**Directions for this task:** Reproduce the records from the line containing "In which area of the image above does the black pupil" through the line containing "16,0 -> 472,626", both lines included, keeping the requests intact but offsetting every coordinate in the answers by 69.

Data listing:
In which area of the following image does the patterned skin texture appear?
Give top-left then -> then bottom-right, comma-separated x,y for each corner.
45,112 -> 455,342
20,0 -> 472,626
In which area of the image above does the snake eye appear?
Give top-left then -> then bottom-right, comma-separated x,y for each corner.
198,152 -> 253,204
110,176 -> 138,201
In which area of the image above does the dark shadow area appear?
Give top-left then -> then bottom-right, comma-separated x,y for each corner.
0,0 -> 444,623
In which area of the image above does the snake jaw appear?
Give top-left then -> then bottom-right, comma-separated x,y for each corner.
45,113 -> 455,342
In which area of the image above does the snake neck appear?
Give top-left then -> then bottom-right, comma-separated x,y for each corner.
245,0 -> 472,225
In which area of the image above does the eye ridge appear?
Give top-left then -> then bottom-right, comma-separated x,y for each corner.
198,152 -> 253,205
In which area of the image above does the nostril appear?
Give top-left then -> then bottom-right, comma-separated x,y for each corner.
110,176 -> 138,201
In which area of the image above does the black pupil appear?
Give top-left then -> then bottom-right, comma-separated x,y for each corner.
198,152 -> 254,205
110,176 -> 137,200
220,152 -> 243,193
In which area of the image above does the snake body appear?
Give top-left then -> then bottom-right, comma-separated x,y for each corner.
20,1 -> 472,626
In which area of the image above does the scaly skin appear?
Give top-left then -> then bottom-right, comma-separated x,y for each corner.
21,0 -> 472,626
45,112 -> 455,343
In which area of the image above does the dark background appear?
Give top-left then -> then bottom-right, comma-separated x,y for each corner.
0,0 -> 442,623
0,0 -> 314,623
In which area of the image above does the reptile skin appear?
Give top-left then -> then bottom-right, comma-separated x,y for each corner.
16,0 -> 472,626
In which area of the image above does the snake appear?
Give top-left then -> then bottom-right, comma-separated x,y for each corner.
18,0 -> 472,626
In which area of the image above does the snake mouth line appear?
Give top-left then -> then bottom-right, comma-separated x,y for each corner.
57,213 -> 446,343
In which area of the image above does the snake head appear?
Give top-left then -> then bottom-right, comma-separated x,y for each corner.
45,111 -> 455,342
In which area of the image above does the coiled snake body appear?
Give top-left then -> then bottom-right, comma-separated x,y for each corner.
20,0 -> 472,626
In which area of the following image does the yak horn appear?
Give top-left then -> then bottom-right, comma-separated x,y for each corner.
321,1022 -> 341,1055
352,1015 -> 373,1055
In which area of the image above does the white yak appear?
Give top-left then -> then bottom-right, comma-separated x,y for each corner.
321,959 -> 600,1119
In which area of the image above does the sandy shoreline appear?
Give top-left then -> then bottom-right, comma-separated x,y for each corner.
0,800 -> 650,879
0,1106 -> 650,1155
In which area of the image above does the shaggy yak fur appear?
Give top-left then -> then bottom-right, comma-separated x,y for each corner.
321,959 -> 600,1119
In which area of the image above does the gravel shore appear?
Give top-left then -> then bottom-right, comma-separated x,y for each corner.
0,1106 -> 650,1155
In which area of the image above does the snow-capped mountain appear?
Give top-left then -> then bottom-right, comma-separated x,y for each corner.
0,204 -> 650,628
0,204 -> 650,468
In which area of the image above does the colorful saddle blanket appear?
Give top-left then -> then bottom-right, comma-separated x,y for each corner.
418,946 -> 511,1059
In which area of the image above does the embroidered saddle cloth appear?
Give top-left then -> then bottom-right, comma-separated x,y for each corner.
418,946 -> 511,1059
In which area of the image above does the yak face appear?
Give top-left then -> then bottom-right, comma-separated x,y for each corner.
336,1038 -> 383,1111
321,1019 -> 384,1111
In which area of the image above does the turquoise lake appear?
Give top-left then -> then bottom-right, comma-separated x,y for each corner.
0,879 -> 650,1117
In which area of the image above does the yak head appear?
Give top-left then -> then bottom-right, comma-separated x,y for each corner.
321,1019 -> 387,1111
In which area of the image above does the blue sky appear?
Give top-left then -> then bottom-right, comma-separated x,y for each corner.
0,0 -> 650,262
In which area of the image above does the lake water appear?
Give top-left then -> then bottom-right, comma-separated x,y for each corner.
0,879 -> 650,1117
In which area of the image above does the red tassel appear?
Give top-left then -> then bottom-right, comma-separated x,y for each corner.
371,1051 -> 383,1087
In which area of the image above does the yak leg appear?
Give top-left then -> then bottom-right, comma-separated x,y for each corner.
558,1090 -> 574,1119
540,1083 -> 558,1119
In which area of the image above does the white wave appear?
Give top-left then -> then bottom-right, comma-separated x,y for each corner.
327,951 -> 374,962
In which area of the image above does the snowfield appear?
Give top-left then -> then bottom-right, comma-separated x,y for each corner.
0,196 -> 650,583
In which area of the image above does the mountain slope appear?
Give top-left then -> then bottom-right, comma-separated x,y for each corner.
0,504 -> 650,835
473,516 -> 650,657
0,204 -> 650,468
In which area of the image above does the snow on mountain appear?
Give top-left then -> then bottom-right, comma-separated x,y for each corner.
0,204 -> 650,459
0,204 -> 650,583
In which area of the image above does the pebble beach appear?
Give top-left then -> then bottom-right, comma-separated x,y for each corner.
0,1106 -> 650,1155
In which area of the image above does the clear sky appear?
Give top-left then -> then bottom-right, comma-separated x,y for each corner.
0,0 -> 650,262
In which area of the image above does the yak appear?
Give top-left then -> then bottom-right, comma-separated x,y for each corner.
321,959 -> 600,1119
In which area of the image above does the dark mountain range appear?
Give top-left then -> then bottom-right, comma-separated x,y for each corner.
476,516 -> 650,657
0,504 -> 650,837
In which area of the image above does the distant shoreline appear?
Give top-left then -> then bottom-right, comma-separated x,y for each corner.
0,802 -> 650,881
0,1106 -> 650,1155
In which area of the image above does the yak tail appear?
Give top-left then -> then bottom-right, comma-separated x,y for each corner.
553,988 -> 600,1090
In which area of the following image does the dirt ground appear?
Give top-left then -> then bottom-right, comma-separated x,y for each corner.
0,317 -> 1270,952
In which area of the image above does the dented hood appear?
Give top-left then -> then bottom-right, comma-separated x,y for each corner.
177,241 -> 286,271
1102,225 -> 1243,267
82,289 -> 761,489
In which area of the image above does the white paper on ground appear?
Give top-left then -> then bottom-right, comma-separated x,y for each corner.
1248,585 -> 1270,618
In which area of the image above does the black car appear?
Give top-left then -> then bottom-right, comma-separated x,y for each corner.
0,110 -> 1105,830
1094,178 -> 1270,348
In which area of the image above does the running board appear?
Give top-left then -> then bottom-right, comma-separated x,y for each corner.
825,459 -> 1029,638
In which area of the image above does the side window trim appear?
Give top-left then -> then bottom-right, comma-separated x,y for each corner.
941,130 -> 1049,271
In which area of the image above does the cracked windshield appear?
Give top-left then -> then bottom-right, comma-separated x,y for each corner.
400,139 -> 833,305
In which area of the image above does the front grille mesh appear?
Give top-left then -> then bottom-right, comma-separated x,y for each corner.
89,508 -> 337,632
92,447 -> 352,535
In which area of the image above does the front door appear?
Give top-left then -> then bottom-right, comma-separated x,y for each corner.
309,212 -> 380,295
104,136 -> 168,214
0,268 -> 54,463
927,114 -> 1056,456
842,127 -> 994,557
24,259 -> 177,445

**Output for this task:**
In which area of the image above does the black pupil appear?
Give top-left then -> then bottom-right, comma-separated x,y for each corner.
267,221 -> 323,274
179,245 -> 206,269
289,221 -> 312,262
In which area of the image above does the snake body appear?
Give top-left then -> then bottom-right, comma-separated x,y for each corner.
89,70 -> 541,695
In which area of the image above does the scaly skin appear?
Give top-left then -> then bottom-right, comma-separated x,y for each corner.
90,69 -> 541,695
114,181 -> 524,412
In which area of the image above does the dark background appear?
Give top-left then -> then bottom-right, comma-separated x,y for each corner.
69,69 -> 511,692
69,69 -> 383,692
In which area of the image above does the reptile skin appear?
Give top-left then -> then bottom-right, comma-separated x,y for each corner.
85,69 -> 541,695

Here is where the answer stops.